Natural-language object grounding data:
━━━━━━━━━━━━━━━━━━━━━━━━━━━━━━

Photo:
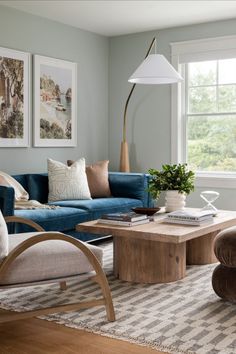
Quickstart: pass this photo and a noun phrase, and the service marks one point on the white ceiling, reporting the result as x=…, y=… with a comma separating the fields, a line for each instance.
x=112, y=18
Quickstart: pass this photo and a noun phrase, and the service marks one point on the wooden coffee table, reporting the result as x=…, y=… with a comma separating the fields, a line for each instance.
x=158, y=252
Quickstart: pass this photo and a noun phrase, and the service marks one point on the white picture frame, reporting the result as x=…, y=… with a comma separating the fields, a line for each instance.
x=14, y=98
x=55, y=102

━━━━━━━━━━━━━━━━━━━━━━━━━━━━━━

Each entry above is to be written out again unchanged, apart from the pictures, which are left out.

EXPECTED ANSWER —
Photo:
Quickstart: pass this photo and a noun phrase, and the service marks one point on the white ceiling, reporting the result as x=…, y=… with a comma separating the fields, a line for each instance.
x=112, y=18
Quickstart: pass this photo and a noun phrase, and the service marks one point on the wooden coffee table, reporting the result as x=…, y=… with a comma separating the fields, a line for each instance.
x=158, y=252
Quickstart: pass this photo and a noun phrase, and the service marks one point on the white picture frame, reporting the result as x=…, y=… with a comma separating the fields, a line for each instance.
x=14, y=98
x=55, y=102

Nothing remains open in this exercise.